Source material Block Start
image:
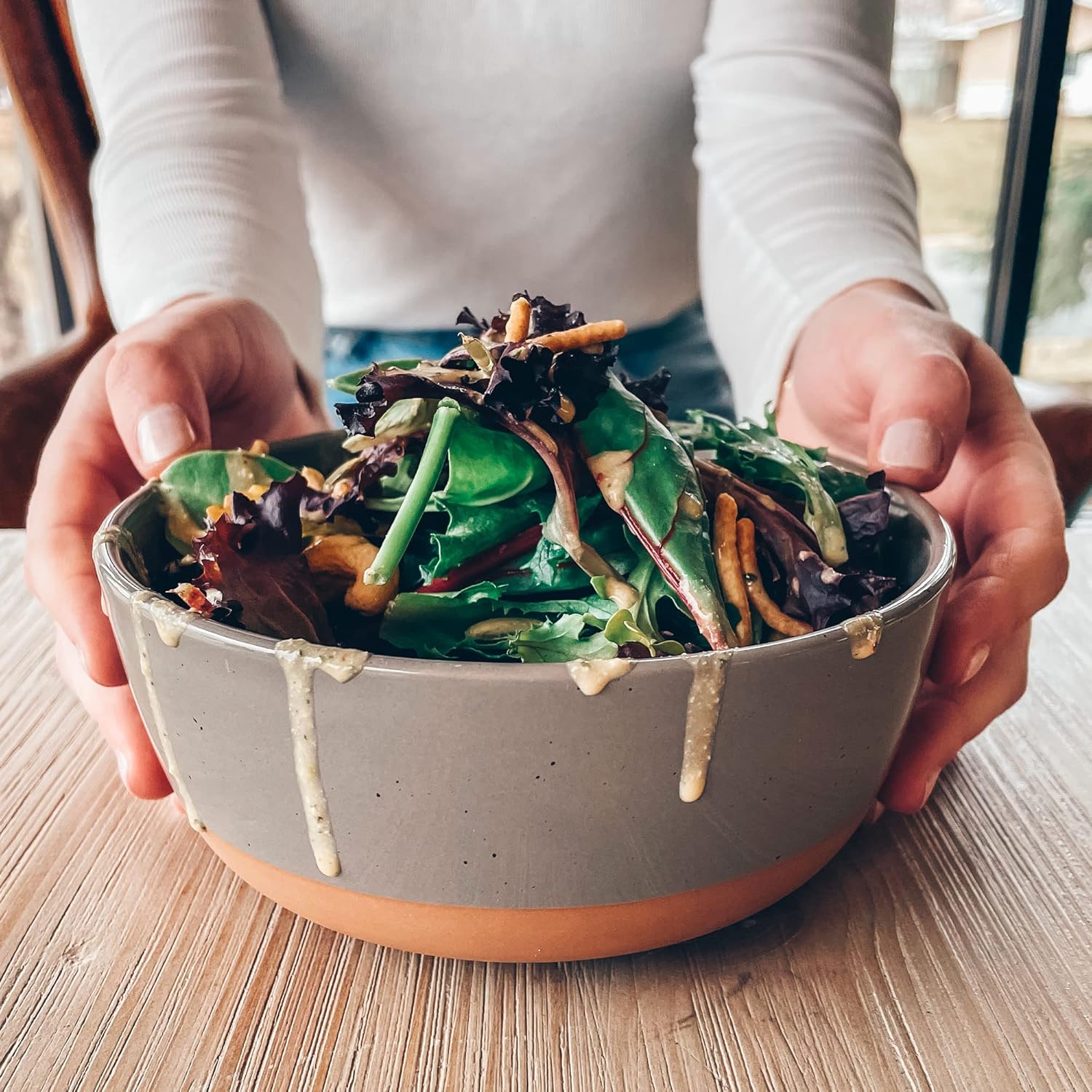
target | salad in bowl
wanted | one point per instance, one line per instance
(369, 661)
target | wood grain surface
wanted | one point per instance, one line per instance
(949, 950)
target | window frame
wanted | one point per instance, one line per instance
(1029, 146)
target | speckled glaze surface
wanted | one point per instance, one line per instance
(504, 786)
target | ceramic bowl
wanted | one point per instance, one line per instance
(496, 812)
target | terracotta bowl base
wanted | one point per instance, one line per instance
(531, 936)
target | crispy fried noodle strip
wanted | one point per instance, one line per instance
(591, 333)
(769, 611)
(519, 320)
(729, 567)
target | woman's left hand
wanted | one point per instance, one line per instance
(880, 377)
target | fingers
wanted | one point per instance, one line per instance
(115, 713)
(919, 415)
(880, 375)
(946, 720)
(82, 475)
(1013, 523)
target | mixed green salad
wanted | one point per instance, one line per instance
(522, 499)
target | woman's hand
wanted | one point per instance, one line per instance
(880, 377)
(203, 371)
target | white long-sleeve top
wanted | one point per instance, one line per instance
(381, 163)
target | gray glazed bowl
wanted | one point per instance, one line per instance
(494, 810)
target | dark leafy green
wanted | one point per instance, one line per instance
(646, 474)
(253, 566)
(758, 454)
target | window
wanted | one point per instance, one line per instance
(1059, 347)
(28, 301)
(954, 70)
(981, 152)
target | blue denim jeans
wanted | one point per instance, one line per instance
(681, 345)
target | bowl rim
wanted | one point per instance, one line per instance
(107, 556)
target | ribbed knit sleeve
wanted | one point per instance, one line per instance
(804, 190)
(196, 185)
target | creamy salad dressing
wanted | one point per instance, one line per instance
(170, 629)
(864, 633)
(115, 535)
(689, 505)
(624, 596)
(613, 472)
(299, 661)
(593, 676)
(703, 714)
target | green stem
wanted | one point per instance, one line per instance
(393, 547)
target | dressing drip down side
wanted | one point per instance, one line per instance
(299, 661)
(170, 624)
(864, 633)
(703, 714)
(593, 676)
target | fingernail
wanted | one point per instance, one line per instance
(163, 432)
(978, 657)
(930, 783)
(122, 761)
(913, 443)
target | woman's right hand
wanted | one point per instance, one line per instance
(202, 373)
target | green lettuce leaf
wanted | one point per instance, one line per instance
(436, 625)
(194, 482)
(548, 568)
(757, 454)
(472, 529)
(486, 465)
(646, 473)
(351, 380)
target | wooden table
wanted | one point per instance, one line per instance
(950, 950)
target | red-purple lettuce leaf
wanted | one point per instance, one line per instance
(253, 563)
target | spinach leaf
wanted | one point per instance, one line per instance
(486, 465)
(646, 474)
(758, 454)
(550, 568)
(472, 530)
(438, 625)
(201, 478)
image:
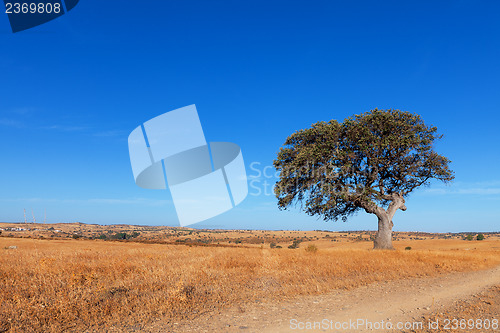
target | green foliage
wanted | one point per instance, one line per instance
(335, 169)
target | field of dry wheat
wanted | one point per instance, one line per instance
(84, 285)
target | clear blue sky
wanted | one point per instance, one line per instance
(72, 90)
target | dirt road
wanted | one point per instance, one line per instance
(373, 308)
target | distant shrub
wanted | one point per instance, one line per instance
(295, 244)
(124, 235)
(311, 248)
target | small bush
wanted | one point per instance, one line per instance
(311, 248)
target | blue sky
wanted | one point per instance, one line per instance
(73, 89)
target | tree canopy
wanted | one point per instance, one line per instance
(369, 162)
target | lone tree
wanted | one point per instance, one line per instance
(369, 162)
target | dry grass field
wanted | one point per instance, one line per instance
(53, 285)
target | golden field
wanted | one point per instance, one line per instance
(94, 285)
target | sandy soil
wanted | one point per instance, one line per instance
(406, 305)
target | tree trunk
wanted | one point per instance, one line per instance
(383, 240)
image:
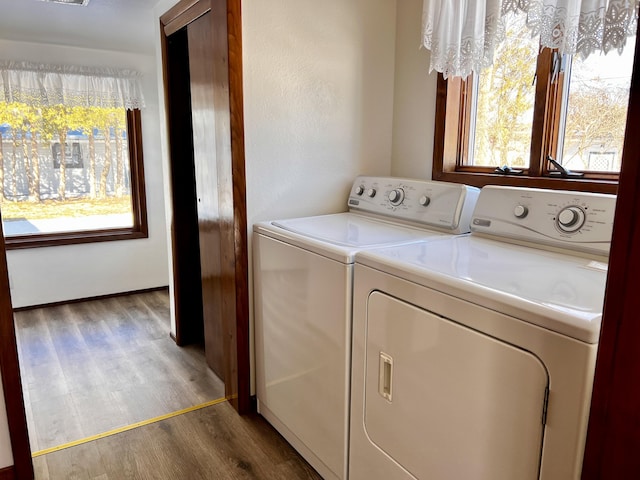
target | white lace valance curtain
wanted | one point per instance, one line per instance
(462, 34)
(38, 84)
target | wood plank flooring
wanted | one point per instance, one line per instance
(94, 366)
(211, 443)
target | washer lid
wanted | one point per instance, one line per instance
(350, 230)
(341, 235)
(560, 292)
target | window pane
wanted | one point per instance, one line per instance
(64, 169)
(504, 102)
(597, 111)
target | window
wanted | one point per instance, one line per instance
(70, 155)
(95, 194)
(501, 127)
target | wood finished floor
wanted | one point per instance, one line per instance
(211, 443)
(94, 366)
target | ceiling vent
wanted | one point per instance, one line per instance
(82, 3)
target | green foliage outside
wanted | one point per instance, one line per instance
(596, 109)
(32, 131)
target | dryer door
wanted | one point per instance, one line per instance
(445, 401)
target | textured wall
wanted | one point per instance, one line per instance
(415, 96)
(318, 93)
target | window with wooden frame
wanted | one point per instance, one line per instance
(535, 118)
(70, 175)
(71, 166)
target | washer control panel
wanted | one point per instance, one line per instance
(563, 219)
(446, 206)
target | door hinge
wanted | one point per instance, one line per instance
(545, 406)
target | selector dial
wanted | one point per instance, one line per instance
(396, 196)
(570, 219)
(520, 211)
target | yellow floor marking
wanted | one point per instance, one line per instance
(128, 427)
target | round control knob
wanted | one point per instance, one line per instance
(396, 196)
(570, 219)
(520, 211)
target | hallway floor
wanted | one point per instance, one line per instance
(95, 366)
(213, 443)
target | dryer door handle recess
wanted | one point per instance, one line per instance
(385, 381)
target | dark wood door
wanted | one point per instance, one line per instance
(202, 60)
(203, 115)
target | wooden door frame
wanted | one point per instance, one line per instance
(227, 47)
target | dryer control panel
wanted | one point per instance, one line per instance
(445, 206)
(563, 219)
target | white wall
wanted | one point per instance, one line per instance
(318, 102)
(415, 97)
(52, 274)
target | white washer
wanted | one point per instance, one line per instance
(303, 280)
(473, 358)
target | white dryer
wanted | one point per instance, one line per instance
(473, 357)
(303, 287)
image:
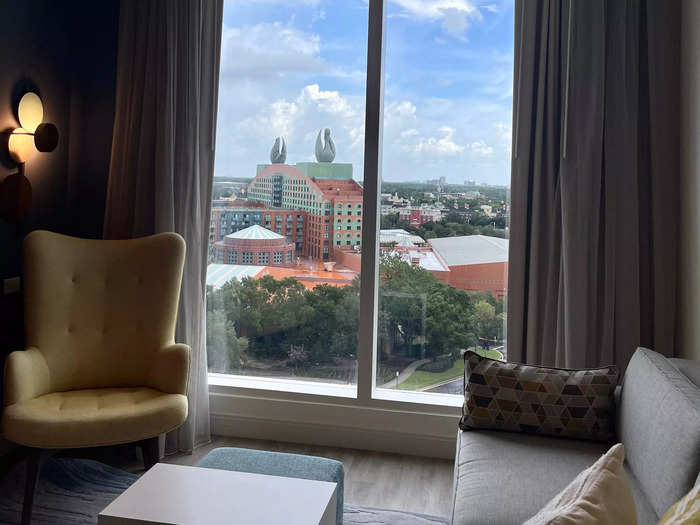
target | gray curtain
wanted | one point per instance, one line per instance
(162, 160)
(594, 202)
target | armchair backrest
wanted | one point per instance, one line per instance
(98, 310)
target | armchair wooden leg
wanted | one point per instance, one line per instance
(151, 454)
(33, 468)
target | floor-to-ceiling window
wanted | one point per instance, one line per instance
(358, 238)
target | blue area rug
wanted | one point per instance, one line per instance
(74, 491)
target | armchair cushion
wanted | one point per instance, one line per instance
(93, 417)
(26, 376)
(170, 369)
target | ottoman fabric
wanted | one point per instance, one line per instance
(279, 464)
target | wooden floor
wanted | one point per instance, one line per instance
(373, 479)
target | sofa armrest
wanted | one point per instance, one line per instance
(171, 369)
(26, 376)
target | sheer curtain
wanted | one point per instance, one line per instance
(594, 217)
(162, 160)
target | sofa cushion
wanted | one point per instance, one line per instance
(600, 494)
(504, 478)
(659, 424)
(538, 400)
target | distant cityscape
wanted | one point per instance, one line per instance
(285, 260)
(308, 218)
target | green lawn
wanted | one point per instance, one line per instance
(491, 354)
(421, 378)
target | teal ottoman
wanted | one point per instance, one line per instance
(279, 464)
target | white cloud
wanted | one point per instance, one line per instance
(456, 15)
(442, 146)
(269, 49)
(481, 149)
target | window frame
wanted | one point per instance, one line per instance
(430, 418)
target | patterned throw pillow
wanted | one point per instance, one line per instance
(538, 400)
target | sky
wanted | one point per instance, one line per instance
(292, 67)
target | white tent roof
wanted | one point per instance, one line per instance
(471, 249)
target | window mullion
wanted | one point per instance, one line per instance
(370, 202)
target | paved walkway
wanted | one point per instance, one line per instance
(404, 374)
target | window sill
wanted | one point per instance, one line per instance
(326, 414)
(283, 385)
(384, 397)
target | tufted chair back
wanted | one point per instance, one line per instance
(98, 310)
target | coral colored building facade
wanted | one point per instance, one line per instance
(326, 192)
(255, 245)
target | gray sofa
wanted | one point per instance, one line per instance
(505, 478)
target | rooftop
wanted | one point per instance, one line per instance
(309, 274)
(255, 232)
(471, 249)
(400, 237)
(219, 274)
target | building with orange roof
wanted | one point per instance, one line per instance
(325, 191)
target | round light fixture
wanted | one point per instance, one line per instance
(30, 112)
(20, 145)
(46, 137)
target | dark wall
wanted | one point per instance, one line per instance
(67, 50)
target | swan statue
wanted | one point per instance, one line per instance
(325, 152)
(278, 153)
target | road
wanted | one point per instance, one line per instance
(453, 386)
(405, 374)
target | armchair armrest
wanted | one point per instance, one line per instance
(26, 376)
(171, 369)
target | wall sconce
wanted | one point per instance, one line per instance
(16, 190)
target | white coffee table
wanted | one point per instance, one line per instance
(174, 494)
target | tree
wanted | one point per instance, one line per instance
(224, 349)
(489, 325)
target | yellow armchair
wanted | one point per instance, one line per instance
(101, 365)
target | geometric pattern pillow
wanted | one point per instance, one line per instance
(538, 400)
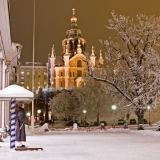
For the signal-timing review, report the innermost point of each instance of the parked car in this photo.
(84, 124)
(92, 124)
(105, 123)
(70, 123)
(145, 121)
(121, 121)
(132, 121)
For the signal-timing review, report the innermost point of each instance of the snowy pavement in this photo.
(113, 144)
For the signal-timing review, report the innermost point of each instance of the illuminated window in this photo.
(22, 72)
(79, 63)
(79, 73)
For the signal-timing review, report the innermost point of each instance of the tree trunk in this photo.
(140, 115)
(98, 118)
(46, 116)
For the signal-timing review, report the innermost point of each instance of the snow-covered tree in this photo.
(92, 97)
(132, 67)
(64, 103)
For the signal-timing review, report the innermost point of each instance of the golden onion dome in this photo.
(73, 19)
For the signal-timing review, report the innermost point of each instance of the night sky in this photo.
(53, 20)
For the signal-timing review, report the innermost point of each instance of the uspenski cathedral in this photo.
(66, 71)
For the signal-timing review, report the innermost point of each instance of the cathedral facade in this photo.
(67, 70)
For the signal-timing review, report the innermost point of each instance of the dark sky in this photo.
(53, 20)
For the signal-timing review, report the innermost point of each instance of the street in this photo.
(113, 144)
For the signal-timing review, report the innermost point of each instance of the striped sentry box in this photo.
(12, 129)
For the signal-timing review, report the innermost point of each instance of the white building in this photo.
(9, 53)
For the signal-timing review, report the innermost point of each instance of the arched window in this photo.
(79, 63)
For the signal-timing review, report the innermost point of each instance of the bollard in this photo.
(12, 129)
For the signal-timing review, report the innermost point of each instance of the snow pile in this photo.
(147, 132)
(118, 130)
(156, 123)
(41, 129)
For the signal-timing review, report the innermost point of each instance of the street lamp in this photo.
(114, 108)
(148, 107)
(28, 115)
(39, 112)
(84, 111)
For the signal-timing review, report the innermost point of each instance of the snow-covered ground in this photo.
(112, 144)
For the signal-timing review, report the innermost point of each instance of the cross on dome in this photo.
(73, 11)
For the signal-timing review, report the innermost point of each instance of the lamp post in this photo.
(28, 115)
(84, 112)
(148, 107)
(114, 108)
(39, 112)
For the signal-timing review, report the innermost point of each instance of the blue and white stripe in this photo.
(12, 129)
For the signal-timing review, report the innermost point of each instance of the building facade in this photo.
(24, 76)
(9, 55)
(67, 71)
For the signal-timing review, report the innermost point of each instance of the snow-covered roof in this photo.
(15, 91)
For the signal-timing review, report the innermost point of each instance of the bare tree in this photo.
(132, 62)
(92, 97)
(64, 103)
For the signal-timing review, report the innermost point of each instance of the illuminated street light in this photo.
Source material Block End
All lines in the listing above between the line with "target | white cloud" and the line with "target | patterned throw pillow", inclusive, should be set down exactly, and no line outside that range.

- _Reply to the task_
target | white cloud
wanted | one point per instance, one line per instance
(456, 15)
(442, 146)
(269, 49)
(481, 149)
target | window frame
wanted | one point per instance, one line per instance
(430, 418)
target | patterned throw pillow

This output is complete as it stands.